╭──

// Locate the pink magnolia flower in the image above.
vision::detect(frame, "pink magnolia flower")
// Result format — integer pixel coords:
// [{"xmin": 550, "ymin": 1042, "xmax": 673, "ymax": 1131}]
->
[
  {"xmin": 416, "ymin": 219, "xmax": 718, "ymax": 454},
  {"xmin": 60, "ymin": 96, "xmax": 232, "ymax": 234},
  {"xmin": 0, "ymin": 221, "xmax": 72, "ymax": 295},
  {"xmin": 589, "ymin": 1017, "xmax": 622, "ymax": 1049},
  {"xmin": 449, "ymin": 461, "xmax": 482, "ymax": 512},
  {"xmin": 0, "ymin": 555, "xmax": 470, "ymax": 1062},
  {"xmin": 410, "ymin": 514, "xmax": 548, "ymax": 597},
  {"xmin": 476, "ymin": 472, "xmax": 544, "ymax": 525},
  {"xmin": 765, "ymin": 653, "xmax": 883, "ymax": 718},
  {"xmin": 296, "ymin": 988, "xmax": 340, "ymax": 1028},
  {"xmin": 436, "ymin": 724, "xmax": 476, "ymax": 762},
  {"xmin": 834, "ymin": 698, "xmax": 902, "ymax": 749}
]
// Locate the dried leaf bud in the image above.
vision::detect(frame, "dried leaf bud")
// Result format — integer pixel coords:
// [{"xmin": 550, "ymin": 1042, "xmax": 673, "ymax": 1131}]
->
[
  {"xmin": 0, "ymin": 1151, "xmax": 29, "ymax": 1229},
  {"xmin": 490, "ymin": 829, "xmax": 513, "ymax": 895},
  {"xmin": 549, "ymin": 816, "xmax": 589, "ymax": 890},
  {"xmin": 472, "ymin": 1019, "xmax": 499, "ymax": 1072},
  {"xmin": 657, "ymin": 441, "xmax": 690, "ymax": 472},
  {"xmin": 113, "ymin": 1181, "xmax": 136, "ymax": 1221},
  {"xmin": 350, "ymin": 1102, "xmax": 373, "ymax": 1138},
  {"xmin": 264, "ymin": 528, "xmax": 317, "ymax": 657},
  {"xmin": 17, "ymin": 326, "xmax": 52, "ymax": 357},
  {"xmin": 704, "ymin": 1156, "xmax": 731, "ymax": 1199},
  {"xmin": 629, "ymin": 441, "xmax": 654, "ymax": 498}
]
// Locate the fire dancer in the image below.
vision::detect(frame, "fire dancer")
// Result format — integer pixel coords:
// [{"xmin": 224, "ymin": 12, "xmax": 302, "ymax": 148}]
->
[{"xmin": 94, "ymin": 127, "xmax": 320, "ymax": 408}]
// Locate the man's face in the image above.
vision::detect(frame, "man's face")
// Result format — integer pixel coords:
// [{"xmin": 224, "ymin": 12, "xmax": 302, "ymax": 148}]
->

╰──

TASK REQUIREMENTS
Reproduce every one of the rows above, swapping "integer pixel coords" for "whole-number pixel coordinates" wherever it occurs and leaving everything else unchanged.

TASK RESPONSE
// Locate the pink magnolia flower in the image above.
vision::detect(frame, "pink magnolia flower")
// Result format — whole-number pixel coordinates:
// [{"xmin": 550, "ymin": 1042, "xmax": 673, "ymax": 1131}]
->
[
  {"xmin": 416, "ymin": 219, "xmax": 718, "ymax": 454},
  {"xmin": 60, "ymin": 96, "xmax": 232, "ymax": 234},
  {"xmin": 0, "ymin": 221, "xmax": 72, "ymax": 295},
  {"xmin": 589, "ymin": 1017, "xmax": 622, "ymax": 1049},
  {"xmin": 449, "ymin": 461, "xmax": 482, "ymax": 512},
  {"xmin": 0, "ymin": 555, "xmax": 470, "ymax": 1062},
  {"xmin": 410, "ymin": 514, "xmax": 548, "ymax": 597},
  {"xmin": 476, "ymin": 472, "xmax": 544, "ymax": 525},
  {"xmin": 765, "ymin": 653, "xmax": 883, "ymax": 718},
  {"xmin": 296, "ymin": 988, "xmax": 340, "ymax": 1028},
  {"xmin": 436, "ymin": 724, "xmax": 476, "ymax": 762},
  {"xmin": 834, "ymin": 698, "xmax": 902, "ymax": 749}
]
// Locate the dried leaf bud in the image above.
vision::detect(frame, "dried leaf bud")
// Result format — whole-number pixel coordinates:
// [{"xmin": 550, "ymin": 1042, "xmax": 673, "ymax": 1131}]
->
[
  {"xmin": 0, "ymin": 1151, "xmax": 29, "ymax": 1229},
  {"xmin": 490, "ymin": 829, "xmax": 513, "ymax": 895},
  {"xmin": 549, "ymin": 816, "xmax": 589, "ymax": 890},
  {"xmin": 472, "ymin": 1019, "xmax": 499, "ymax": 1072},
  {"xmin": 657, "ymin": 441, "xmax": 690, "ymax": 472},
  {"xmin": 113, "ymin": 1181, "xmax": 136, "ymax": 1221},
  {"xmin": 350, "ymin": 1102, "xmax": 373, "ymax": 1138},
  {"xmin": 264, "ymin": 528, "xmax": 317, "ymax": 657},
  {"xmin": 17, "ymin": 326, "xmax": 52, "ymax": 357},
  {"xmin": 704, "ymin": 1156, "xmax": 731, "ymax": 1199},
  {"xmin": 629, "ymin": 441, "xmax": 654, "ymax": 498}
]
// Locate the fire dancer in the image below.
vision::detect(frame, "fire dancer")
// Result format — whole-number pixel coordinates:
// [{"xmin": 224, "ymin": 12, "xmax": 302, "ymax": 148}]
->
[{"xmin": 94, "ymin": 127, "xmax": 320, "ymax": 408}]
// Locate the man's face in the image above.
vision::detect(frame, "man's face")
// Result format — whole-number pixel coordinates:
// [{"xmin": 224, "ymin": 12, "xmax": 302, "ymax": 148}]
->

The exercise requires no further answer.